> **INPUT RECORDS**
<<<<

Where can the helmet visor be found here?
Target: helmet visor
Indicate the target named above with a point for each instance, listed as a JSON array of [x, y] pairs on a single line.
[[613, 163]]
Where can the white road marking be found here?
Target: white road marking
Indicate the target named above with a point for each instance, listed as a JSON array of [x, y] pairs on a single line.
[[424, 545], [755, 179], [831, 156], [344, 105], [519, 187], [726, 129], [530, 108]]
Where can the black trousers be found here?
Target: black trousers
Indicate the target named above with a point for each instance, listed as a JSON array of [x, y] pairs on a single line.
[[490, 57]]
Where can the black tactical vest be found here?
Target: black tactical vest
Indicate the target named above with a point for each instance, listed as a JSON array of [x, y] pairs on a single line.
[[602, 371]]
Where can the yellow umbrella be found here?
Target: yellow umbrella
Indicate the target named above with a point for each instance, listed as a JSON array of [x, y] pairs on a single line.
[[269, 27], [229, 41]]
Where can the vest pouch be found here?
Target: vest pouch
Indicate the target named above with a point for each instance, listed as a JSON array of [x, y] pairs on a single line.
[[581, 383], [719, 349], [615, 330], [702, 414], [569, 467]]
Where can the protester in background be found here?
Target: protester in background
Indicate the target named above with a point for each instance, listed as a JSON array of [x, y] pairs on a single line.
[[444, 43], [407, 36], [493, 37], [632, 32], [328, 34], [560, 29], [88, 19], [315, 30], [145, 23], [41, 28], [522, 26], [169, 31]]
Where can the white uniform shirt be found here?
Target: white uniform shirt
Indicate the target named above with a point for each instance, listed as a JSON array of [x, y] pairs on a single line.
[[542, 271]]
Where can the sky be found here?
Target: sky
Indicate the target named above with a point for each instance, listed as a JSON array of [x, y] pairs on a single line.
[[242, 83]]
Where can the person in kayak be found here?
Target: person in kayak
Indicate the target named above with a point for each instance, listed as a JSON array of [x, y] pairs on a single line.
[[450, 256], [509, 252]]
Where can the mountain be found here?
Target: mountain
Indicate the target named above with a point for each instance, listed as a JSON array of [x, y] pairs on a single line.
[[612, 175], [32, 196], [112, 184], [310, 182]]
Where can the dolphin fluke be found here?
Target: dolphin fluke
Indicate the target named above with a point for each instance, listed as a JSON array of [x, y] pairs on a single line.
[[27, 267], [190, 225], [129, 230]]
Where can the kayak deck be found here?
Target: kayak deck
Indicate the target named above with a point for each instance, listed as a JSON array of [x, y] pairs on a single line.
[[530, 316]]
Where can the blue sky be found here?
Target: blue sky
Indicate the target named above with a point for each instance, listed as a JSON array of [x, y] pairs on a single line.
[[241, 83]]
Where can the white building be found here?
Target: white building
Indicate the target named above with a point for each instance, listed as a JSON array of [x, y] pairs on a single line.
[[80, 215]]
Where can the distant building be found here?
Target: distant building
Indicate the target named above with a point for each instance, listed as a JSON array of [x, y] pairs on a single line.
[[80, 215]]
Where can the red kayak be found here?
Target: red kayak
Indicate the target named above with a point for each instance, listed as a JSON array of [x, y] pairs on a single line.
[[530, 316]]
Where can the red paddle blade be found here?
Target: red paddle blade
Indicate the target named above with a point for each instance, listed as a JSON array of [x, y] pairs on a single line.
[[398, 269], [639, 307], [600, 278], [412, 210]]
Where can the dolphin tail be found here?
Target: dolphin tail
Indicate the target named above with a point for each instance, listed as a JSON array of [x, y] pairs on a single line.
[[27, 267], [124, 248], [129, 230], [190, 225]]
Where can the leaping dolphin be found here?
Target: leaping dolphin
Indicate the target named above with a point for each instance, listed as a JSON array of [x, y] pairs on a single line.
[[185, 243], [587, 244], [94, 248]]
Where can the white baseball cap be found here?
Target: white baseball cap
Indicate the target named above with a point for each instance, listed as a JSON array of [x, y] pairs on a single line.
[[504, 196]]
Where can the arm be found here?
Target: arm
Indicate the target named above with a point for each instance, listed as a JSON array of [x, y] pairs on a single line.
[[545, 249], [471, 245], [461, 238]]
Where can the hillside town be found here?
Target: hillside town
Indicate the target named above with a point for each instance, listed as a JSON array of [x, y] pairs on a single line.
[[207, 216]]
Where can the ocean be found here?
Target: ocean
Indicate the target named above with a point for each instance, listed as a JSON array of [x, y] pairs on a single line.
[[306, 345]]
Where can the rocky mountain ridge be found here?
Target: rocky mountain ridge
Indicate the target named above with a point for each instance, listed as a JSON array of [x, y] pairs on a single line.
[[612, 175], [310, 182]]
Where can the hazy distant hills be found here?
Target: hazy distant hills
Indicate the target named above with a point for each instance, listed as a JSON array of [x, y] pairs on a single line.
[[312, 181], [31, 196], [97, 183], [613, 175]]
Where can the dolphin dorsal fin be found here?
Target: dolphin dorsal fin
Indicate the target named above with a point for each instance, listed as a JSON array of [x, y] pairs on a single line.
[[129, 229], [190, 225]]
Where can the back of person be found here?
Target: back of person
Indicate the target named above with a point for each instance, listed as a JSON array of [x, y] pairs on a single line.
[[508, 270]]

>>>>

> **PROBLEM TO WORK ON**
Format all of the lines above as a Markdown table with two columns, Row and Line: number each line in Row, put its text in Line, and leave out blank lines.

> **TASK SOLUTION**
| Row | Line |
|---|---|
| 1 | Where can the helmet visor be found here? |
| 2 | Target: helmet visor |
| 3 | Indicate the target named above with a point for each instance, listed as a JSON array of [x, y] pairs on a single line. |
| 4 | [[613, 163]] |
| 5 | Where can the white road marking be found here? |
| 6 | Target: white road marking |
| 7 | Indicate the target named above with a point for each instance, listed as a JSON array of [x, y] pairs on a single line. |
| 8 | [[424, 545], [755, 179], [831, 156], [344, 105], [519, 187], [726, 129], [530, 108]] |
| 9 | Where can the black trousers be found here? |
| 10 | Target: black trousers |
| 11 | Indicate the target named above with a point for each instance, listed as a JSON array of [x, y] pairs on a single line. |
| 12 | [[490, 57]] |
| 13 | Where can the black tactical vest be found here? |
| 14 | Target: black tactical vest |
| 15 | Indicate the target named above with a point for each instance, listed as a JSON array of [x, y] pairs on a single line. |
| 16 | [[602, 371]] |
| 17 | Where can the yellow umbrella be found here? |
| 18 | Target: yellow umbrella |
| 19 | Indicate the target named above with a point for each instance, listed as a JSON array of [x, y] pairs on a single line. |
| 20 | [[269, 27], [229, 41]] |
| 21 | Where can the vest pouch be found here? |
| 22 | Target: vest pouch |
| 23 | Indicate the target named above with a point for each instance, listed as a JSON array of [x, y] pairs on a single line. |
| 24 | [[581, 383], [719, 349], [615, 330], [702, 414], [569, 467]] |
| 25 | Where can the protester in background be found here? |
| 26 | Target: protester in background |
| 27 | Indicate the target named above with a point for each instance, listed as a JSON array of [x, y] pairs on a single line. |
| 28 | [[444, 43], [407, 36], [493, 37], [632, 32], [328, 34], [560, 29], [88, 19], [315, 30], [145, 23], [41, 28], [522, 26], [169, 31]] |
| 29 | Where can the white uniform shirt be found here? |
| 30 | Target: white uniform shirt |
| 31 | Indicate the target named above with a point for each instance, listed as a JSON array of [x, y] pairs on a single line. |
| 32 | [[542, 271]] |
| 33 | Where can the sky be found here? |
| 34 | Target: sky |
| 35 | Indicate the target named above with a point for each instance, listed as a JSON array of [x, y] pairs on a single line. |
| 36 | [[242, 83]] |
| 37 | Where can the person in kayak be found here? |
| 38 | Target: person in kayak |
| 39 | Indicate the target named above with a point for each instance, listed as a JSON array of [x, y] pairs on a single line. |
| 40 | [[450, 256], [509, 252]] |
| 41 | Where can the mountain be found here? |
| 42 | Target: mountain |
| 43 | Indicate the target named above with a point for each instance, listed as a JSON array of [x, y] pairs on a single line. |
| 44 | [[612, 175], [32, 196], [112, 184], [310, 182]] |
| 45 | Where can the dolphin fluke be found here? |
| 46 | Target: dolphin fluke |
| 47 | Indicate the target named above with a point for each instance, listed as a JSON array of [x, y] pairs on a single line. |
| 48 | [[27, 267], [190, 225], [129, 230]] |
| 49 | Where can the kayak deck be found here? |
| 50 | Target: kayak deck |
| 51 | Indicate the target named above with a point for each instance, listed as a JSON array of [x, y] pairs on a single line. |
| 52 | [[530, 316]] |
| 53 | Where can the blue sky be found here? |
| 54 | Target: blue sky |
| 55 | Indicate the target named above with a point for each instance, listed as a JSON array of [x, y] pairs on a single line. |
| 56 | [[241, 83]] |
| 57 | Where can the white building be found here? |
| 58 | Target: white building |
| 59 | Indicate the target named above with a point for each instance, listed as a JSON array of [x, y] pairs on a single line. |
| 60 | [[80, 215]] |
| 61 | Where can the distant building be found here? |
| 62 | Target: distant building |
| 63 | Indicate the target named above with a point for each instance, listed as a JSON array of [x, y] pairs on a single line. |
| 64 | [[80, 215]] |
| 65 | Where can the red kayak be found here? |
| 66 | Target: red kayak |
| 67 | Indicate the target named above with a point for each instance, listed as a JSON array of [x, y] pairs on a single line. |
| 68 | [[530, 316]] |
| 69 | Where can the red paddle blade be found here? |
| 70 | Target: red paddle blade |
| 71 | Indicate the target named above with a point for each instance, listed as a JSON array of [x, y] pairs on a single line. |
| 72 | [[398, 269], [639, 307], [600, 278], [412, 210]] |
| 73 | Where can the dolphin tail be found here? |
| 74 | Target: dolphin tail |
| 75 | Indicate the target named above with a point for each instance, listed as a JSON array of [x, y] pairs on a single line. |
| 76 | [[27, 267], [124, 248], [129, 230], [190, 225]] |
| 77 | Where can the leaping dolphin be found here? |
| 78 | Target: leaping dolphin |
| 79 | Indicate the target named above with a point for each instance, listed as a JSON array of [x, y] pairs on a single line. |
| 80 | [[185, 243], [587, 244], [94, 248]] |
| 81 | Where can the white baseball cap be found here? |
| 82 | Target: white baseball cap |
| 83 | Indicate the target named above with a point for each instance, listed as a JSON array of [x, y] pairs on a single line. |
| 84 | [[504, 196]] |
| 85 | Where can the arm be found here? |
| 86 | Target: arm |
| 87 | Indicate the target named above with a point for each instance, listed as a JSON array of [x, y] pairs on a single line. |
| 88 | [[545, 249], [471, 245], [461, 238]] |
| 89 | Where can the hillside town be found here? |
| 90 | Target: hillside town |
| 91 | Indicate the target named above with a point for each instance, listed as a JSON array of [x, y] pairs on a single line. |
| 92 | [[207, 216]] |
| 93 | Where can the ocean be found here? |
| 94 | Target: ocean |
| 95 | Indicate the target named above with a point for each instance, listed as a JSON array of [x, y] pairs on a single line. |
| 96 | [[306, 345]] |
| 97 | Where can the rocky mountain ridge be found here? |
| 98 | Target: rocky mountain ridge |
| 99 | Indicate the target named above with a point for each instance, listed as a JSON array of [x, y] pairs on a single line. |
| 100 | [[612, 175], [310, 182]] |
| 101 | Where can the hazy distant hills be found here? |
| 102 | Target: hazy distant hills |
| 103 | Indicate the target named above with a point for each instance, listed as a JSON array of [x, y] pairs on a single line. |
| 104 | [[312, 181], [31, 196], [97, 183], [613, 175]] |
| 105 | Where can the dolphin dorsal fin be found here? |
| 106 | Target: dolphin dorsal fin |
| 107 | Indicate the target named above with a point for each instance, listed as a JSON array of [x, y] pairs on a single line. |
| 108 | [[129, 229], [190, 225]] |
| 109 | Where can the back of person be found here? |
| 110 | Target: back of person |
| 111 | Indicate the target named above with a point for each instance, listed as a JSON array of [x, y] pairs on a single line. |
| 112 | [[508, 270]] |